When I was a pastor in South Georgia, our congregation had a member by the name of Senator Jimmy Hodge Timmons. He went by “Hodge” around the church, and he was our state senator in the legislature and I think during his time he worked hard to be a friend of the community an effective representative.
One year while I was there, Hodge came to me and invited me to be the Chaplain of the day for the Georgia Senate. This was an honorary event when you would come and offer a devotional and prayer for the elected representatives. It’s one of those squishy things in Church and State that our founders left intentionally ambiguous so that we would have to work out how reason, freedom, faith, and humanity would figure out how to influence our common struggle to have a democratic republic through a common civic humility that embodied mutual respect without coercion.

At any rate, I invited my Minister of Music to ride up with me and we left before dawn for the long trip. On the way, we stopped just outside Atlanta to get some gas, but as we got ready to leave, my car wouldn’t start. We frantically asked the station mechanic to check and he said we’d need a new battery. We had allowed some time, but not much.
We pushed the car into his garage and he went to work. Unfortunately, my car had the battery located in a quite difficult spot and he was laboring greatly to reach one of the terminals. We stood over to the side while he swore and cursed the company that made my car, and particularly the engineers who designed it. He was oblivious to the two ministers in coat and tie standing nearby. “I don’t know what these bleeping bleepity bleep engineers were thinking when they put this bleepity bleep piece of bleep here. Bleepity bleep.” Religious words, bathroom words, the entire vocabulary, hurled at a tiny battery. At one point he remembered we were there, looked up at us, our ties, and ask, “You fellas ain’t engineers, are you?”
“No, sir,” I said, and he said, “Good,” and returned to his litany of condemnations. Finally, he got it free and looked up.

Point annotation records:

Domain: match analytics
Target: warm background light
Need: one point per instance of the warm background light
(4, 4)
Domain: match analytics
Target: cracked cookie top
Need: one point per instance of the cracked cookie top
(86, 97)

* [PARTS OF THE EXERCISE]:
**A)** In the pastor's story, what position did Hodge invite the narrator to fill at the Georgia Senate?
**B)** Carry on the pastor's story from its final sentence.

* [RESPONSES TO THE EXERCISE]:
**A)** Chaplain of the day for the Georgia Senate.

**B)**
“So, what DO you y’all do fer a livin’?” “
Um, we’re Baptist ministers.”
He said, “Well, I won’t hold that against you.” Soon we were on our way.
Being chaplain of the day at that time, in the late 1980s, was a highly ceremonial event. The Lieutenant governor was Zell Miller, who was presiding. And he would later become the governor of Georgia. The Presiding senator introduced you, and you gave a short meditation, and then when you finished all of the. Senators would file by and shake your hand, thank you for what you had said, and Lieutenant Governor Miller was last. You got your picture made with the Lieutenant Governor and your Senator, Then you’d be allowed to go so they could get on about the haggling and arguing that is the session business.
As they were introducing themselves informally before I started, many came over, figuring who I was and calling me “Preacher,” or “Reverend.” When they found out that I was Hodge Timmons’ pastor, they began to make all sorts of jokes. “We didn’t know he had a pastor. Boy, do we need to tell you about him,” that sort of good-natured ribbing.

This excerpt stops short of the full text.